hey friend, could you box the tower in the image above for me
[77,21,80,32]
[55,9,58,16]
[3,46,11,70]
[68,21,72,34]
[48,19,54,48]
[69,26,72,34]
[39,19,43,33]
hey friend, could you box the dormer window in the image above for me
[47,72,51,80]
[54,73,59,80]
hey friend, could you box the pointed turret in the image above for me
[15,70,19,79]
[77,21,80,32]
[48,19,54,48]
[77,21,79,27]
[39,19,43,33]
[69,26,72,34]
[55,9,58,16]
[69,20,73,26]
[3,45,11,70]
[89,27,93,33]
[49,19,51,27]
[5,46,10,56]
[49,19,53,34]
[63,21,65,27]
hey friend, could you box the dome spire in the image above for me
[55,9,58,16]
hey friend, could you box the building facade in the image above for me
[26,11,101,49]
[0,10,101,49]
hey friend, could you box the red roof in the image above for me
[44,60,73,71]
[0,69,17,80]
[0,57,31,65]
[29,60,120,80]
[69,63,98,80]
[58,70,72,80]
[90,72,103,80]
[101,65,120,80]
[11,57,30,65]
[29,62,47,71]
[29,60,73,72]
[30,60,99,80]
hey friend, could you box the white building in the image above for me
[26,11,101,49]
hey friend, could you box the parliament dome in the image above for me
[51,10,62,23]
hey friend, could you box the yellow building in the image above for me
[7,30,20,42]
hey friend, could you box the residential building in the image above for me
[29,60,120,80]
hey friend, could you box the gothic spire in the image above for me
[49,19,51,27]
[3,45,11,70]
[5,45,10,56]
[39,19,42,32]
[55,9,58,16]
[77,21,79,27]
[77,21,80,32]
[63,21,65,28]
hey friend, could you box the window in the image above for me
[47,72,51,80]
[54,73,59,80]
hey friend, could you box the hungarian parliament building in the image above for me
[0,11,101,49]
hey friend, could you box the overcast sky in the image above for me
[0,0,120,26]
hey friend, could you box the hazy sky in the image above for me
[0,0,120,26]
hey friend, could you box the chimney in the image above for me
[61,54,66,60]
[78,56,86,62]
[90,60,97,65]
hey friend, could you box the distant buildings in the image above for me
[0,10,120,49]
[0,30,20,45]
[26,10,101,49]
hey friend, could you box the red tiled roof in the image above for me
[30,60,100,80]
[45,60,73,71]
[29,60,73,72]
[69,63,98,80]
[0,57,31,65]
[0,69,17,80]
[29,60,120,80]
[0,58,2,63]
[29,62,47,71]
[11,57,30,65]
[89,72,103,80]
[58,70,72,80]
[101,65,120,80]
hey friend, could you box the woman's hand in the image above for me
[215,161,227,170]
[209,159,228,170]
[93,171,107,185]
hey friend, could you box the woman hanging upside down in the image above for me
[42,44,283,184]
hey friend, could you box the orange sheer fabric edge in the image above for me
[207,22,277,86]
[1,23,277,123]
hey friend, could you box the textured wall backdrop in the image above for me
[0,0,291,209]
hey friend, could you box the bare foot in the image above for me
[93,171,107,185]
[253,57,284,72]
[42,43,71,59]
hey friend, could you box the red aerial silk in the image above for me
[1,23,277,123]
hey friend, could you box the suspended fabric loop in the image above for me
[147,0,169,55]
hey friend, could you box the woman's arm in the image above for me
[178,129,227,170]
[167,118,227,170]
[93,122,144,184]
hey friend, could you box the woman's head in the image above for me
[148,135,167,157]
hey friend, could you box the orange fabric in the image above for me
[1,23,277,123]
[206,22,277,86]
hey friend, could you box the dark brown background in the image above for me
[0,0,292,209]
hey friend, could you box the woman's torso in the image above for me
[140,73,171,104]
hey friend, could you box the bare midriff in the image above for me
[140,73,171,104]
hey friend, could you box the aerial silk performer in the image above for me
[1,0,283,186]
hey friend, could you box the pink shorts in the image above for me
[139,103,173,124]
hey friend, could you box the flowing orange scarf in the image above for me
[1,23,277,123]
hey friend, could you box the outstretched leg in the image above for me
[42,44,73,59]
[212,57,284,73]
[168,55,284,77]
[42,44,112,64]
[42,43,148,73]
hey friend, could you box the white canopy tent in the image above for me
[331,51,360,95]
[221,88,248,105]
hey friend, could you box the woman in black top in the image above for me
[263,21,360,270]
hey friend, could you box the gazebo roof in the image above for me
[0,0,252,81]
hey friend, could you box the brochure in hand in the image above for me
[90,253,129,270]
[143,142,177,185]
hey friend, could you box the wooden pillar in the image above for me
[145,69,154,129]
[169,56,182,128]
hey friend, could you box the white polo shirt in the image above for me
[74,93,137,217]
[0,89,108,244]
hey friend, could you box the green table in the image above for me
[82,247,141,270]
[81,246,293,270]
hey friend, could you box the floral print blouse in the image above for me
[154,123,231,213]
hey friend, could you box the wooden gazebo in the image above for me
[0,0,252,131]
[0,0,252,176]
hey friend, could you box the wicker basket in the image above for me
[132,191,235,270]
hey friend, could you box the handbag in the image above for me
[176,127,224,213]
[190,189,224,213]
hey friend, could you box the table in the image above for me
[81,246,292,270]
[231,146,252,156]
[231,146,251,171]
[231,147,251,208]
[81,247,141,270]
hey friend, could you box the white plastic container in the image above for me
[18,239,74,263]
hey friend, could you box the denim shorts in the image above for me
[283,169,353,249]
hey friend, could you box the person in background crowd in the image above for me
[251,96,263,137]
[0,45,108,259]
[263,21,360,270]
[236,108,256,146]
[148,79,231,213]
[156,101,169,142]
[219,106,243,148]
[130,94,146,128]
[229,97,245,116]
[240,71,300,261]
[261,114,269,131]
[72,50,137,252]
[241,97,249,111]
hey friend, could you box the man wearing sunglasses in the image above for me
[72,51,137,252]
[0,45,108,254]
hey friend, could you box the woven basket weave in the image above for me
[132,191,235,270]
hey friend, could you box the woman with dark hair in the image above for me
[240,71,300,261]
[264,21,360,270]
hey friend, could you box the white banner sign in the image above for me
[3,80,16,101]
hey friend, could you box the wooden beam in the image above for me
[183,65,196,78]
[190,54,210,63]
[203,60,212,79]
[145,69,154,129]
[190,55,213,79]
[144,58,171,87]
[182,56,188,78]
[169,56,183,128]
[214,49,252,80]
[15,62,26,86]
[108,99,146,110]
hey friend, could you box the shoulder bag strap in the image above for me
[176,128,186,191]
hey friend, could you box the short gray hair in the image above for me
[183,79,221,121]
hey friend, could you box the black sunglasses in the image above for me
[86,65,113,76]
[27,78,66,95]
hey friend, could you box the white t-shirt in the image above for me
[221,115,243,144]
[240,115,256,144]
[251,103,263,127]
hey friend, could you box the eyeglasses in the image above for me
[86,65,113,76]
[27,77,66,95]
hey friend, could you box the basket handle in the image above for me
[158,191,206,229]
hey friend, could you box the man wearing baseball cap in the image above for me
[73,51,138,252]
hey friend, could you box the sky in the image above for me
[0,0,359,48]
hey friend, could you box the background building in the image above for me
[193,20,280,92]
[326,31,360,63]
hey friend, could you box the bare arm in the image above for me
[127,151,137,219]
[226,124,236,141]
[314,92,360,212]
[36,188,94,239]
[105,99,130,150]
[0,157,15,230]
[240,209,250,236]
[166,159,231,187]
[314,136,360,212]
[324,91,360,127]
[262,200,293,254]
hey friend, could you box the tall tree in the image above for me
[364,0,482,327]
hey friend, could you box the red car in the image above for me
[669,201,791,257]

################

- **Task directions**: Each entry must be reproduced exactly, with nothing added or dropped.

- **Written answer**:
hey friend, could you box the tower in the image above for me
[77,21,80,32]
[55,9,58,16]
[3,46,11,70]
[68,21,72,34]
[48,19,54,48]
[69,26,72,34]
[39,19,43,33]
hey friend, could you box the dormer window in the image above for me
[47,72,51,80]
[54,73,59,80]
hey friend, could you box the pointed turret in the image above for me
[15,70,19,79]
[77,21,80,32]
[48,19,54,48]
[77,21,79,27]
[39,19,43,33]
[69,26,72,34]
[55,9,58,16]
[69,20,73,26]
[3,45,11,70]
[89,27,93,33]
[49,19,51,27]
[5,46,10,56]
[49,19,53,34]
[63,21,65,27]
hey friend, could you box the dome spire in the image above for me
[55,9,58,16]
hey friend, could you box the building facade in the image above for me
[26,11,101,49]
[0,10,101,49]
hey friend, could you box the red roof in the image above for me
[44,60,73,71]
[0,69,17,80]
[0,57,31,65]
[29,60,120,80]
[69,63,98,80]
[58,70,72,80]
[90,72,103,80]
[101,65,120,80]
[11,57,30,65]
[29,62,47,71]
[29,60,73,72]
[30,60,99,80]
hey friend, could you box the white building in the image above for me
[26,11,101,49]
hey friend, could you box the parliament dome in the image above for me
[51,10,62,23]
hey friend, could you box the yellow building in the image above for me
[7,30,20,42]
hey friend, could you box the residential building in the image above for me
[29,60,120,80]
hey friend, could you box the gothic spire in the image above for me
[49,19,51,27]
[3,45,11,70]
[5,45,10,56]
[39,19,42,32]
[55,9,58,16]
[77,21,79,27]
[77,21,80,32]
[63,21,65,28]
hey friend, could you box the window in the image above for me
[47,72,51,80]
[54,73,59,80]
hey friend, could you box the hungarian parliament building in the image above for me
[0,11,101,49]
hey friend, could you box the overcast sky in the image above for me
[0,0,120,26]
hey friend, could you box the hazy sky in the image above for me
[0,0,120,26]
hey friend, could you box the chimney in the image above for me
[61,54,66,60]
[78,56,86,62]
[90,60,97,65]
hey friend, could you box the distant buildings in the image above for me
[0,10,120,49]
[0,30,20,45]
[26,10,101,49]
hey friend, could you box the red tiled roof in the image above for me
[30,60,100,80]
[45,60,73,71]
[29,60,73,72]
[69,63,98,80]
[0,57,31,65]
[0,69,17,80]
[29,60,120,80]
[0,58,2,63]
[29,62,47,71]
[11,57,30,65]
[89,72,103,80]
[58,70,72,80]
[101,65,120,80]
hey friend, could you box the woman's hand in the image above for me
[215,161,227,170]
[209,159,228,170]
[93,171,107,185]
hey friend, could you box the woman hanging upside down in the image above for me
[42,44,283,184]
hey friend, could you box the orange sheer fabric edge in the image above for me
[207,22,277,86]
[1,23,277,123]
hey friend, could you box the textured wall backdrop in the image above for me
[0,0,291,209]
hey friend, could you box the bare foot in the image above for me
[93,171,107,185]
[253,57,284,72]
[42,43,71,59]
hey friend, could you box the red aerial silk in the image above for me
[1,23,277,123]
hey friend, could you box the suspended fabric loop in the image above for me
[147,0,169,55]
hey friend, could you box the woman's arm in the image above for me
[178,129,227,170]
[167,118,227,170]
[93,122,144,184]
hey friend, could you box the woman's head in the image above for me
[148,135,167,157]
hey friend, could you box the orange fabric in the image above for me
[1,23,277,123]
[206,22,277,86]
hey friend, could you box the dark brown background in the image above for me
[0,0,292,209]
hey friend, could you box the woman's torso in the image above for me
[140,73,171,104]
hey friend, could you box the bare midriff in the image above for me
[140,73,171,104]
hey friend, could you box the aerial silk performer in the image above for me
[1,0,283,186]
hey friend, could you box the pink shorts in the image above for me
[139,103,173,124]
hey friend, could you box the flowing orange scarf in the image above for me
[1,23,277,123]
hey friend, could you box the outstretched leg in the image above for me
[42,44,73,59]
[212,57,284,73]
[168,55,284,77]
[42,44,112,64]
[42,43,148,73]
hey friend, could you box the white canopy tent in the image above for me
[331,51,360,95]
[221,88,248,105]
hey friend, could you box the woman in black top in the image above for me
[263,21,360,270]
hey friend, could you box the gazebo roof in the image above for me
[0,0,252,81]
hey friend, could you box the brochure in hand in the image above for me
[90,253,129,270]
[143,142,177,185]
hey friend, could you box the wooden pillar in the image above for me
[145,69,154,129]
[169,56,182,128]
hey friend, could you box the white polo shirt in the image above for me
[74,93,137,217]
[0,89,108,244]
hey friend, could you box the green table in the image above for me
[82,247,141,270]
[81,246,293,270]
hey friend, could you box the floral print blouse in the image above for me
[154,123,231,213]
hey friend, could you box the wooden gazebo in the image above for me
[0,0,252,131]
[0,0,252,176]
hey friend, could you box the wicker basket in the image above for me
[132,191,235,270]
hey friend, could you box the handbag in the image above for me
[176,127,224,213]
[190,189,224,213]
hey friend, could you box the table in the image above for me
[81,246,292,270]
[231,146,252,156]
[231,146,251,171]
[231,147,251,208]
[81,247,141,270]
hey friend, could you box the white plastic container in the image above for me
[18,239,74,263]
hey friend, could you box the denim shorts in the image above for me
[283,169,353,249]
hey friend, could you box the person in background crowd in the image above for me
[251,96,263,137]
[0,45,108,259]
[263,21,360,270]
[236,108,256,146]
[148,79,231,213]
[156,101,169,142]
[219,106,243,148]
[130,94,146,128]
[229,97,245,116]
[240,71,300,261]
[261,114,269,131]
[72,50,137,252]
[241,97,249,111]
hey friend, could you box the man wearing sunglasses in the image above for me
[72,51,137,252]
[0,45,108,254]
hey friend, could you box the woven basket weave in the image above for me
[132,191,235,270]
hey friend, could you box the woman with dark hair in the image above for me
[240,71,300,261]
[264,21,360,270]
hey friend, could you box the white banner sign in the image above for me
[3,80,16,101]
hey friend, could you box the wooden beam in the image above for me
[183,65,196,78]
[190,54,210,63]
[203,60,212,79]
[145,69,154,129]
[190,55,213,79]
[144,58,171,87]
[182,56,188,78]
[169,56,183,128]
[214,49,252,80]
[15,62,26,86]
[108,99,146,110]
hey friend, could you box the shoulder bag strap in the image above for me
[176,128,186,191]
hey friend, could you box the short gray hair in the image above for me
[183,79,221,121]
hey friend, could you box the black sunglasses in the image above for me
[86,65,113,76]
[27,78,66,95]
hey friend, could you box the white t-shirt in the image above for me
[221,115,243,144]
[240,115,256,144]
[251,103,263,127]
hey friend, could you box the eyeglasses in the image above for me
[86,65,113,76]
[27,77,66,95]
hey friend, could you box the basket handle in the image above for me
[158,191,206,229]
hey friend, could you box the man wearing baseball cap in the image above for me
[73,51,138,252]
hey friend, could you box the sky in the image above for me
[0,0,359,48]
hey friend, could you box the background building in the image above for me
[193,20,280,92]
[326,31,360,63]
hey friend, could you box the bare arm in the image above for me
[127,151,137,219]
[226,124,236,141]
[314,92,360,212]
[36,188,94,239]
[105,99,130,150]
[0,157,15,230]
[240,209,250,236]
[166,159,231,187]
[314,136,360,212]
[324,91,360,127]
[262,200,293,254]
hey friend, could you box the tall tree in the image above for me
[364,0,482,327]
hey friend, could you box the red car in the image above for me
[669,201,791,257]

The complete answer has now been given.